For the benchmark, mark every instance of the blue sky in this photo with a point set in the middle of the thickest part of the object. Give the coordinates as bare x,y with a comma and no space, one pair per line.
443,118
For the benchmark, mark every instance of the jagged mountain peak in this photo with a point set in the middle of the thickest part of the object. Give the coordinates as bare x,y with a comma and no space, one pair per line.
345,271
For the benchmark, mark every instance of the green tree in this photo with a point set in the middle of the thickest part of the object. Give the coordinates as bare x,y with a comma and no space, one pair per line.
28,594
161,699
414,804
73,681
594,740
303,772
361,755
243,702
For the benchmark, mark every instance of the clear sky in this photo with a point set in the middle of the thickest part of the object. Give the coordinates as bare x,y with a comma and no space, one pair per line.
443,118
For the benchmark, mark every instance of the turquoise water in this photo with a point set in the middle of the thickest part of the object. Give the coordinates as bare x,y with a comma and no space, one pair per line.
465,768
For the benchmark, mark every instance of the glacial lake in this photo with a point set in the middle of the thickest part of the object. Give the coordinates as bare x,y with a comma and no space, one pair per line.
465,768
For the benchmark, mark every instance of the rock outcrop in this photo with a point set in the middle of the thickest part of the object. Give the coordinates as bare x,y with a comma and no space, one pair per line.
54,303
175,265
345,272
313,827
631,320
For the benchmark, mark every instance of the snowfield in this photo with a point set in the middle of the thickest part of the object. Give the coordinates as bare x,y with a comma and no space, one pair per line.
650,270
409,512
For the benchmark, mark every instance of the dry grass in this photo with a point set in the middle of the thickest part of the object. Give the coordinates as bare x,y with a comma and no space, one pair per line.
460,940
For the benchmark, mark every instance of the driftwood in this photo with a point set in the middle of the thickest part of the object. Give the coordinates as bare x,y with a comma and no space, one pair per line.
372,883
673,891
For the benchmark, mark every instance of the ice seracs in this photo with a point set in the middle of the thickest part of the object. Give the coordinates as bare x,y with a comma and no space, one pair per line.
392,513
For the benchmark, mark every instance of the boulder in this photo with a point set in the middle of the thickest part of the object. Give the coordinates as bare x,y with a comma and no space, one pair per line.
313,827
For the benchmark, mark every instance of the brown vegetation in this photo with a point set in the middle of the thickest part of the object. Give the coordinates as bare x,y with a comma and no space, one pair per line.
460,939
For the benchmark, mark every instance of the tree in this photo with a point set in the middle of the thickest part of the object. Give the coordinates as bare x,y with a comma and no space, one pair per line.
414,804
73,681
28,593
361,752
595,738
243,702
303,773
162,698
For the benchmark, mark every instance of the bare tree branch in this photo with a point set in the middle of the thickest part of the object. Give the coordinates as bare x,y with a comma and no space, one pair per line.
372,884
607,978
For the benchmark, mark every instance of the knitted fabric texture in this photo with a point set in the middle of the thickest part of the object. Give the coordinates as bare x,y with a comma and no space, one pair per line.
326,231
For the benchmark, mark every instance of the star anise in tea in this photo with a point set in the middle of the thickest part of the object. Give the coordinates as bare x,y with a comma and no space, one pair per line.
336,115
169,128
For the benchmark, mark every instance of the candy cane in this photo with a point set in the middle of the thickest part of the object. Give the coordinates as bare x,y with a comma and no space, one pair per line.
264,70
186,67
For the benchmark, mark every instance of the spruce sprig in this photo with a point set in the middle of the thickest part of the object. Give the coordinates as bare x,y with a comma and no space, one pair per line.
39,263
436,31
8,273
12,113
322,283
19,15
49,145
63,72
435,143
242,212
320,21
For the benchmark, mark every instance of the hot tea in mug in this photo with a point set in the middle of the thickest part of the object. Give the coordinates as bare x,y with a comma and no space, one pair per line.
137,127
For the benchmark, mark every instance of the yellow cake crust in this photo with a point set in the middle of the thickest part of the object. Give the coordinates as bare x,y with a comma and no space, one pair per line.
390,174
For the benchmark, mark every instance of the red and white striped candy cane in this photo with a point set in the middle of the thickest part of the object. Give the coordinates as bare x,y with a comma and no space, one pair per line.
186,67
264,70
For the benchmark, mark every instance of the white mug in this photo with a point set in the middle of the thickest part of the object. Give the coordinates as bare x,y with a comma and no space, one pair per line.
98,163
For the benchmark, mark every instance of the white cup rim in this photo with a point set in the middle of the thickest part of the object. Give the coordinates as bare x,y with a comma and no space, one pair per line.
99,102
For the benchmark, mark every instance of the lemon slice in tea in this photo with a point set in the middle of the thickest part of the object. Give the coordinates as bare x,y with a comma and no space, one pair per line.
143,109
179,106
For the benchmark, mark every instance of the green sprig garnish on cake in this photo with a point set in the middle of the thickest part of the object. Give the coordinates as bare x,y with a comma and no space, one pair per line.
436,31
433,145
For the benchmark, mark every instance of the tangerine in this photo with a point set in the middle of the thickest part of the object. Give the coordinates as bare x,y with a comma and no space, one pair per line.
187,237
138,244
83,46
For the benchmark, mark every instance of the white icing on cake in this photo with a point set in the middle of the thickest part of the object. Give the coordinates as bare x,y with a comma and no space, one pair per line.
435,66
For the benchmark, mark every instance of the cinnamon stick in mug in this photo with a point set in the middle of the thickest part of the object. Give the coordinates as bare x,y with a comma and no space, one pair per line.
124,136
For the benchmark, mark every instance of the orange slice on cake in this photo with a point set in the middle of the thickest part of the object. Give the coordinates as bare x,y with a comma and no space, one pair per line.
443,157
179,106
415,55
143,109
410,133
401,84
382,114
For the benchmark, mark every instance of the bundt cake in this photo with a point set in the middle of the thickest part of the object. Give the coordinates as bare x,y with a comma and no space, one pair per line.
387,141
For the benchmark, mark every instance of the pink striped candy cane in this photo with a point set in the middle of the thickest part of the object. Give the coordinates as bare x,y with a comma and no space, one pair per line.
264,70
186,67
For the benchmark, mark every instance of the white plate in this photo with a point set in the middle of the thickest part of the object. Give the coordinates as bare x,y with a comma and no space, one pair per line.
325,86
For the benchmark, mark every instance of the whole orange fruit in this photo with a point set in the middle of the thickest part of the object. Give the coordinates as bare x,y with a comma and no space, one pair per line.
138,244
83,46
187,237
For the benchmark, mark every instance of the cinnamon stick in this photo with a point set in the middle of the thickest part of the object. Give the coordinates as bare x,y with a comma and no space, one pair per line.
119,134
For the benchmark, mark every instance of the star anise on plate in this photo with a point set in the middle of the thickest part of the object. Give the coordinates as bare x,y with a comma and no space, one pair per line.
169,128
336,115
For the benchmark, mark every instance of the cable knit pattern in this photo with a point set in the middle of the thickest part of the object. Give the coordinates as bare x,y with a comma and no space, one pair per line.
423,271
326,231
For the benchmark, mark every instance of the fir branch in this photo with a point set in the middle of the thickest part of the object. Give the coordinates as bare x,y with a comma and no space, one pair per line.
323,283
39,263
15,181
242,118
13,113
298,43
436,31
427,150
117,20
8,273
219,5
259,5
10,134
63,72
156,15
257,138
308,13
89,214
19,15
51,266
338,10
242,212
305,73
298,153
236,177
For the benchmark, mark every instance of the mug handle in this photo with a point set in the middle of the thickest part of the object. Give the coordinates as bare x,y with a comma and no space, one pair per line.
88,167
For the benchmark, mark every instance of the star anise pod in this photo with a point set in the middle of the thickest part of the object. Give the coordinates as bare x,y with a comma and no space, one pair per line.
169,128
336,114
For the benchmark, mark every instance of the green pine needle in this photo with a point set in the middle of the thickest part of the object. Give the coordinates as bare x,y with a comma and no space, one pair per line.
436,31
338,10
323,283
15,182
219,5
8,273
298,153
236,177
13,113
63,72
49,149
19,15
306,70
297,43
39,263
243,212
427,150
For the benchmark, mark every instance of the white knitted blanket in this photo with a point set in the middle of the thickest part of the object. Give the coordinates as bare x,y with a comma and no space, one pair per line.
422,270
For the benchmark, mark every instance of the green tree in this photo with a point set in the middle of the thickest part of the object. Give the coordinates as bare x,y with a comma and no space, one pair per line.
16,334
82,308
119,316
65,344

THE REQUEST: Shift every coordinate by adding 149 to both numbers in each pair, and write out all the lines from the one containing "For the benchmark, mark every instance of the white knitted" down through the last line. Keep the wording of the other lines unchanged.

SOLUTION TO THIS EXERCISE:
For the benchmark, mark every instance of the white knitted blanket in this photo with a point set in the middle of the thickest part of the object. Give the coordinates as bare x,y with a comma and no space, one pair per line.
571,419
For the benchmark, mark every instance of the green tree in this photo with a point set in the middle of the thickest part of the object. Give the coordinates as bare x,y with a comma and no space, one pair per line.
165,483
231,457
268,465
214,493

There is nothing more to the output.